▶ [LISTING]
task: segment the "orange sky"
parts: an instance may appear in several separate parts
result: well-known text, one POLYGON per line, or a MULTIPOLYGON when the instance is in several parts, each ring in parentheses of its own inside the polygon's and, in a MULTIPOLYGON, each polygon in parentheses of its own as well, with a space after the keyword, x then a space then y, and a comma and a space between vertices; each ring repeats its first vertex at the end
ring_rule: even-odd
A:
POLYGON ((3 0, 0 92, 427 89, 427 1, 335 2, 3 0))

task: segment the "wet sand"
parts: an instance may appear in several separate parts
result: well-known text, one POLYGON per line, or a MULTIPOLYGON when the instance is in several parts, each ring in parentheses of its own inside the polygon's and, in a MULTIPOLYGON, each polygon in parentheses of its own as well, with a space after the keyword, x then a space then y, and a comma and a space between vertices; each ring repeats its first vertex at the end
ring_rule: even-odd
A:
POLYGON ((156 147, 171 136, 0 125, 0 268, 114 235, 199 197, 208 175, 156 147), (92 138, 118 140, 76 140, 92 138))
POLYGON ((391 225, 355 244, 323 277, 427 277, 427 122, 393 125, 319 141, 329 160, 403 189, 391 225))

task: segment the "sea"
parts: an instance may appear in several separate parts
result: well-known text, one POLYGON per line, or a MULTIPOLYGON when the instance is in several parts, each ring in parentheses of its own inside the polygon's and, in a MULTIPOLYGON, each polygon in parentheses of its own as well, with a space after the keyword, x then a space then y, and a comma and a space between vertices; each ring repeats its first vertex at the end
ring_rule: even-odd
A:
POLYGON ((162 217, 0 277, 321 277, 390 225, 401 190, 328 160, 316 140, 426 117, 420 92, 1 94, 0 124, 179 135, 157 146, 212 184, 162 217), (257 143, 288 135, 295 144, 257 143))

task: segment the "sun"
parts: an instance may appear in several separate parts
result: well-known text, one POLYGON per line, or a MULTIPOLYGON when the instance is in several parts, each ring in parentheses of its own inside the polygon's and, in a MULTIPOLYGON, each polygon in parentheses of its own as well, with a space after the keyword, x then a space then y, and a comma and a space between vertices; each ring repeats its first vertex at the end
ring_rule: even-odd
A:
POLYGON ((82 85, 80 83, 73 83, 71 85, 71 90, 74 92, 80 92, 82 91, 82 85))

▶ [DIRECTIONS]
Copy every line of the items above, character for character and in the same order.

▶ [FINAL ANSWER]
task: segment the "orange sky"
parts: an instance may appear in several separate parts
result: well-known text, one POLYGON per line, or a MULTIPOLYGON when the instance is in several parts, each ring in parentheses of its own inside the polygon's and, in a MULTIPOLYGON, each polygon in parentheses of its own as well, with a space after the keyword, x then a space then y, and a comma and a space between vertices; each ring repeats its first vertex at the end
ring_rule: even-odd
A:
POLYGON ((3 0, 0 92, 427 89, 427 1, 335 2, 3 0))

task: segment the "wet sand"
parts: an instance may appear in several separate parts
result: well-known text, one POLYGON per line, or a MULTIPOLYGON when the instance is in several parts, each ring in parentheses of its own inside the polygon's and, in a MULTIPOLYGON, each polygon in parentheses of its own as well, with a space after the keyword, x then a space then y, and a comma and a space between vertices; each ring repeats its first vertex at the end
ring_rule: even-odd
A:
POLYGON ((156 147, 171 136, 0 125, 0 268, 114 235, 199 197, 208 175, 156 147), (92 138, 118 140, 76 140, 92 138))
POLYGON ((391 225, 355 244, 323 277, 427 277, 427 122, 393 125, 319 141, 329 160, 403 189, 391 225))

task: segment the "sea"
parts: an instance may appear in several separate parts
result: well-known text, one POLYGON per line, or a MULTIPOLYGON when the instance is in several parts, each ring in parentheses of its own inside the polygon's and, in a MULTIPOLYGON, each polygon in parentheses of its own as well, with a space after the keyword, x then a space then y, and a comma and a space between vertices; each ring repeats its first vertex at the end
ring_rule: even-odd
A:
POLYGON ((162 217, 0 277, 321 277, 390 225, 401 190, 328 160, 316 140, 426 117, 420 92, 1 94, 0 124, 179 135, 157 146, 212 184, 162 217), (257 143, 288 135, 295 144, 257 143))

task: segment the "sun"
parts: an instance may appear in several separate parts
result: well-known text, one POLYGON per line, or a MULTIPOLYGON when the instance is in several parts, each ring in parentheses of its own inside the polygon's and, in a MULTIPOLYGON, each polygon in parentheses of its own as well, with a space after the keyword, x then a space then y, and a comma and a space between vertices; each ring repeats its first vertex at the end
ring_rule: even-odd
A:
POLYGON ((82 85, 80 83, 73 83, 71 85, 71 90, 74 92, 80 92, 82 91, 82 85))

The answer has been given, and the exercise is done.